> Job 1: Arrange the records as a Markdown table with the columns No. and Line, one row per line and blank lines left out. Include only the part that opens with the line containing "Find every instance of the pale" and closes at the end of the records.

> Text segment:
There isn’t sufficient money available to service or replace major components and other parts, so the ever-shrinking set of usable components and parts are rotated in a desperate effort to keep an ever-smaller fleet of aircraft flying.
1234 and 1237 are two of at least six Oryxes in a similar state at Denel, all waiting for major services and the reinstallation of major components and spares for which there simply is no longer sufficient money in the SAAF budget.
Worse, this affects all of the SAAF’s fleets, including its C-130BZs, Rooivalks, Gripens, Hawks, and A109s. As the budget has been successively slashed each year far below what’s reasonable or sustainable for a force the size of the SAAF, and with the mandate it has for both internal and external missions, an increasing number of aircraft have been cannibalised for parts once reaching their major service intervals and never returned to the air.
‘Already a number of Gripens and Hawks have been cannibalised’
To some extent cannibalising is a normal process for any air force, especially toward the end of financial years, but it’s when it reaches the tipping point now evident in the SAAF that it becomes a problem and a self-reinforcing negative cycle with no end.
At this stage at least 25% of all the SAAF’s aircraft have been cannibalised beyond economic restoration, at least under current funding. More will soon follow unless the SAAF is given a budget increase to match its size, mission, and mandate and to allow it to catch up on the backlog. Or unless the SAAF’s size, structure, units, capabilities, missions and mandates are shrunk to match the available budget, which would mean closing many squadrons and retiring many aircraft types. Even then a few years of increased funding would be required to restore the remaining fleets to full operational capability.
Denel’s ongoing crisis has been another problem, causing higher costs, slow maintenance, missed supplier payments, and other blockers. If it collapses, as may very well happen, the impact on the SAAF will be swift and severe.
So a decision must be made soon, because if the status quo continues the SAAF will become a hollow force unable to effectively use or deploy its assets. In some ways it already is, as recent exercises and operations have highlighted. But I fear worse is yet to come: National Treasury has indicated that it will cut the SAAF’s budget even further over the next three to five years, regardless of what the 2015 Defence Review or national policy states. And some political parties are demanding that the SAAF relocate from AFB Ysterplaat in Cape Town at its own expense — despite the massive and unaffordable cost of doing so — in order to free up the land for low-cost housing. If that goes ahead the hit on the SAAF’s operational budget will be disastrous.

> Records provided:

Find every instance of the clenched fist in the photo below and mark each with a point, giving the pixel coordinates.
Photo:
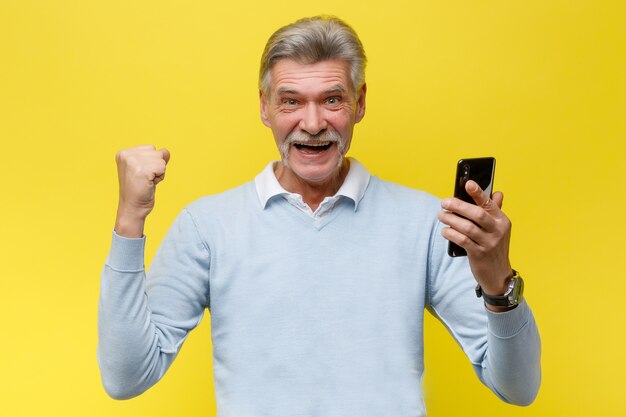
(139, 170)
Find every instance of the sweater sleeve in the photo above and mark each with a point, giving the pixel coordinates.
(143, 319)
(504, 348)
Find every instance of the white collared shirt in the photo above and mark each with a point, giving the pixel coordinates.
(353, 187)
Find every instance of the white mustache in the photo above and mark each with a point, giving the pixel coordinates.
(304, 137)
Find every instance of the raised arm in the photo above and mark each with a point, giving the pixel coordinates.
(143, 320)
(504, 343)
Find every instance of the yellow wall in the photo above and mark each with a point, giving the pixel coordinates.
(540, 85)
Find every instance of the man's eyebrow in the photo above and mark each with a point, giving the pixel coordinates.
(336, 89)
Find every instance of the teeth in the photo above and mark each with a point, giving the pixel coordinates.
(315, 144)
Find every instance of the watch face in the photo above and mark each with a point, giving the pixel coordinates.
(516, 286)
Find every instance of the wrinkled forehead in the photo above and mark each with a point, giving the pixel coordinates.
(290, 75)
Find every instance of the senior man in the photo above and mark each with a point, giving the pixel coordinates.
(316, 274)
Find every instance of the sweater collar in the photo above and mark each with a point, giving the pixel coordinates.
(353, 187)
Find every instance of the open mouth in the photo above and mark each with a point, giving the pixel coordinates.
(313, 147)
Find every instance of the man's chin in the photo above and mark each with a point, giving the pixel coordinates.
(315, 174)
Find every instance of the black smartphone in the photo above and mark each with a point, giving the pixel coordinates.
(482, 171)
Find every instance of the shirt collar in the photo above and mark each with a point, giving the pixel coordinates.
(353, 187)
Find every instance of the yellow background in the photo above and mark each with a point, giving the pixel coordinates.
(540, 85)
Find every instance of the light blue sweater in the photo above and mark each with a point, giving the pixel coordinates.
(310, 317)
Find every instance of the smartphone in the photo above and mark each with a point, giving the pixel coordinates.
(482, 171)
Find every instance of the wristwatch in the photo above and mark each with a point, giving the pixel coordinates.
(512, 296)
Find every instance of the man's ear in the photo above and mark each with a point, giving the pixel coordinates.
(265, 116)
(360, 104)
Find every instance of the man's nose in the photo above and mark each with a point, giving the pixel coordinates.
(313, 120)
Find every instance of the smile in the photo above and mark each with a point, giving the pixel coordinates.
(313, 147)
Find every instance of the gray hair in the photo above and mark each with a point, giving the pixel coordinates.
(312, 40)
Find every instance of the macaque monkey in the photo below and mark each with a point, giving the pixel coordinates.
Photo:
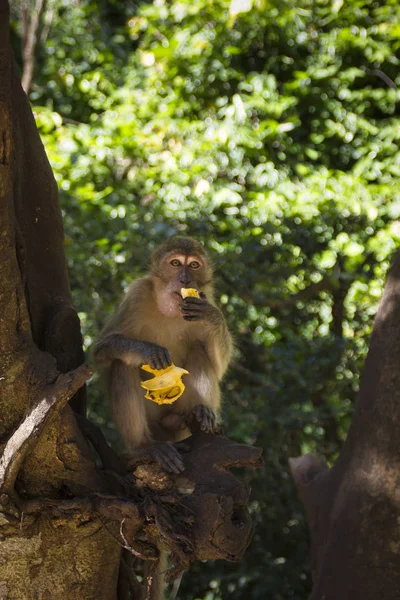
(154, 325)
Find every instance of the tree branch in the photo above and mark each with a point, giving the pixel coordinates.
(29, 44)
(54, 398)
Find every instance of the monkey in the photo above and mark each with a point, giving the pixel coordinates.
(154, 325)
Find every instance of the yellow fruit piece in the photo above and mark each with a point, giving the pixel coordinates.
(185, 292)
(166, 386)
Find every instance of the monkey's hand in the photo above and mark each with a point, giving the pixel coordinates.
(206, 418)
(154, 355)
(199, 309)
(167, 456)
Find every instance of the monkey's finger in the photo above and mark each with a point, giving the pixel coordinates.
(193, 311)
(192, 301)
(155, 362)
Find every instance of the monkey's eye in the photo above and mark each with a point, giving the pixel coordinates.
(195, 265)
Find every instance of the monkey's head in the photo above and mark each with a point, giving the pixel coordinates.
(182, 262)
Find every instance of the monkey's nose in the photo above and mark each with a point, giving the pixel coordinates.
(185, 278)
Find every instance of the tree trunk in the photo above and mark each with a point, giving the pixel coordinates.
(63, 520)
(353, 509)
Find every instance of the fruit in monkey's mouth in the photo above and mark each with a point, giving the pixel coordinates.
(185, 292)
(166, 386)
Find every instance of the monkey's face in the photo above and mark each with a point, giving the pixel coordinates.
(177, 270)
(183, 270)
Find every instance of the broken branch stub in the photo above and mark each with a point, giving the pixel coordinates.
(200, 514)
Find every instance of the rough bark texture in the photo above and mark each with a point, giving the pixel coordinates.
(63, 520)
(353, 509)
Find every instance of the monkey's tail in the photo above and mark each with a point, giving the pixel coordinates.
(156, 579)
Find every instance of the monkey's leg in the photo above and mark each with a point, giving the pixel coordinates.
(206, 418)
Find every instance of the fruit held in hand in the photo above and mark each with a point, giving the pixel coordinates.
(185, 292)
(167, 385)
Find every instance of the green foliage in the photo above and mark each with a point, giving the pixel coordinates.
(268, 130)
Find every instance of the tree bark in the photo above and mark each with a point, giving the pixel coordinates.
(63, 520)
(353, 509)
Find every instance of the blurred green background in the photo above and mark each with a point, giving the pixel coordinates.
(268, 129)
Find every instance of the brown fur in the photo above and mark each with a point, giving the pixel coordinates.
(150, 312)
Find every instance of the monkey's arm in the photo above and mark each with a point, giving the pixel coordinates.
(218, 340)
(130, 351)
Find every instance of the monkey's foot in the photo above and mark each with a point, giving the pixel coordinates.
(206, 418)
(168, 457)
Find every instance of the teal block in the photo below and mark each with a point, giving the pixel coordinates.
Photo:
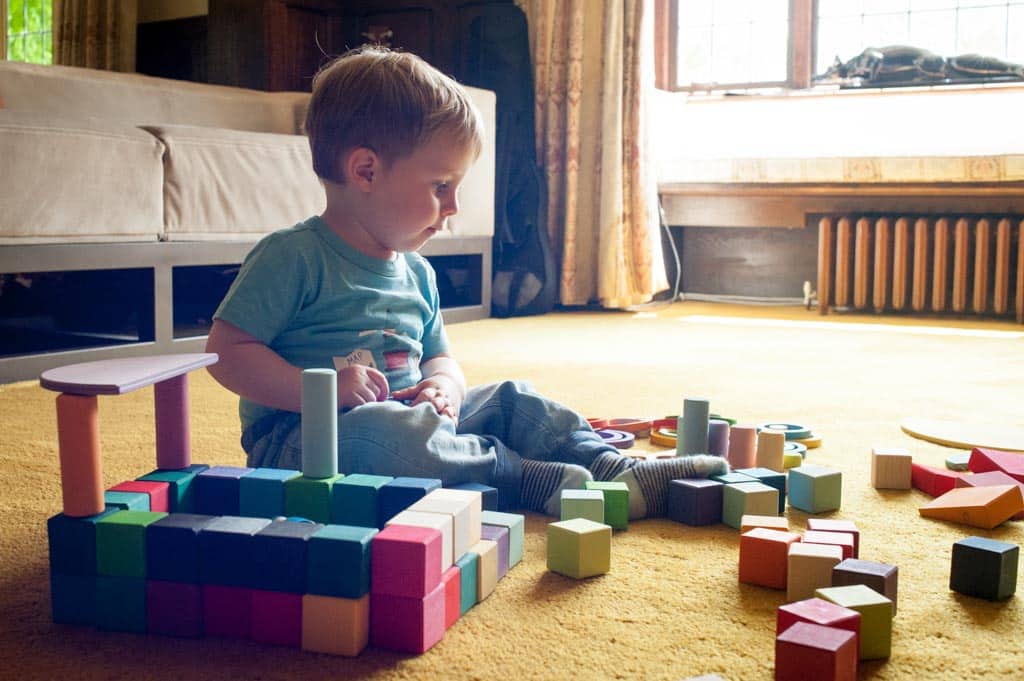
(467, 587)
(261, 494)
(353, 500)
(815, 488)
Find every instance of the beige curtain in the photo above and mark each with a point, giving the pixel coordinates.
(96, 34)
(594, 67)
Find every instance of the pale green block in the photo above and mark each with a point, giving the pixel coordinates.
(516, 525)
(616, 503)
(748, 499)
(583, 504)
(876, 616)
(815, 488)
(579, 548)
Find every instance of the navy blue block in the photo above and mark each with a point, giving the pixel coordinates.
(279, 556)
(172, 547)
(223, 550)
(401, 493)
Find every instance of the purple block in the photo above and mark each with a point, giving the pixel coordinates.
(499, 535)
(695, 502)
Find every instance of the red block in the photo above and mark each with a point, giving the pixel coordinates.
(933, 481)
(173, 608)
(226, 611)
(276, 618)
(159, 493)
(409, 625)
(811, 651)
(406, 561)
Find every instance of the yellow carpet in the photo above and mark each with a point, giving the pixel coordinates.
(672, 606)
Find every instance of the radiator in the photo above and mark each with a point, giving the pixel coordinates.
(944, 264)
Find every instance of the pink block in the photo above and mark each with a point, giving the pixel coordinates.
(226, 611)
(409, 625)
(276, 618)
(406, 561)
(159, 493)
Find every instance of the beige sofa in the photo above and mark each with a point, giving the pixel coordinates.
(103, 171)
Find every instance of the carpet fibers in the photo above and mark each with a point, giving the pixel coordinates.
(672, 606)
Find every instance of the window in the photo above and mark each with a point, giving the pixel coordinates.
(29, 31)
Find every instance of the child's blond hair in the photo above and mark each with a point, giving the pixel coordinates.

> Job 2:
Answer these questions from the text on the South African Air Force's budget.
(a) What share of the SAAF's aircraft have been cannibalized beyond economic restoration?
(b) How many Oryxes are at least in a similar state at Denel?
(c) From which air force base do some political parties want the SAAF to relocate?

> Output 1:
| No. | Line |
|---|---|
| 1 | Find every instance of the pale green block in the photo above and mark each with a point, giving the pixel coordinates. |
| 2 | (516, 525) |
| 3 | (616, 503) |
| 4 | (748, 499) |
| 5 | (583, 504) |
| 6 | (876, 616) |
| 7 | (815, 488) |
| 8 | (579, 548) |
| 9 | Find every instance of the navy blue block in the photo above and mark each with a point, giving the pixel coordinates. |
| 10 | (279, 556) |
| 11 | (172, 547) |
| 12 | (223, 550) |
| 13 | (401, 493) |
| 14 | Find every instance of the purple block in the photo above and mark each with a point, giving the pixel coordinates. |
| 15 | (499, 535) |
| 16 | (695, 502) |
| 17 | Find every instance of the red block in the photo above and mark each with a point, giving the pixel coordinates. |
| 18 | (933, 481) |
| 19 | (173, 608) |
| 20 | (226, 611) |
| 21 | (276, 618) |
| 22 | (159, 493) |
| 23 | (409, 625) |
| 24 | (811, 651) |
| 25 | (406, 561) |
| 26 | Find every instance of the yellow carpet in the photo above and mark each with a point, giving the pixel coordinates. |
| 27 | (672, 606) |
| 28 | Find every instance of the radiator in the photo above and mark each with a point, giving the pixel coordinates. |
| 29 | (944, 264) |
| 30 | Find every instance of the pink block in the photo above and mark each with a point, giving the pixel coordinates. |
| 31 | (226, 611) |
| 32 | (409, 625) |
| 33 | (276, 618) |
| 34 | (406, 561) |
| 35 | (159, 493) |
| 36 | Find every instance of the beige sofa in the photo above and mark each with a point, giving the pixel coordinates. |
| 37 | (103, 171) |
| 38 | Find every instance of the carpet fibers in the photo above and mark each with a point, giving the pixel coordinates. |
| 39 | (672, 606) |
| 40 | Find every instance of the window in the photo above and mark each with a point, giving the pixel coordinates. |
| 41 | (29, 31) |
| 42 | Find every instance of the child's blond hair in the photo above and mark each with a point, giving the pixel coordinates. |

> Output 2:
(a) At least 25%.
(b) At least six.
(c) AFB Ysterplaat in Cape Town.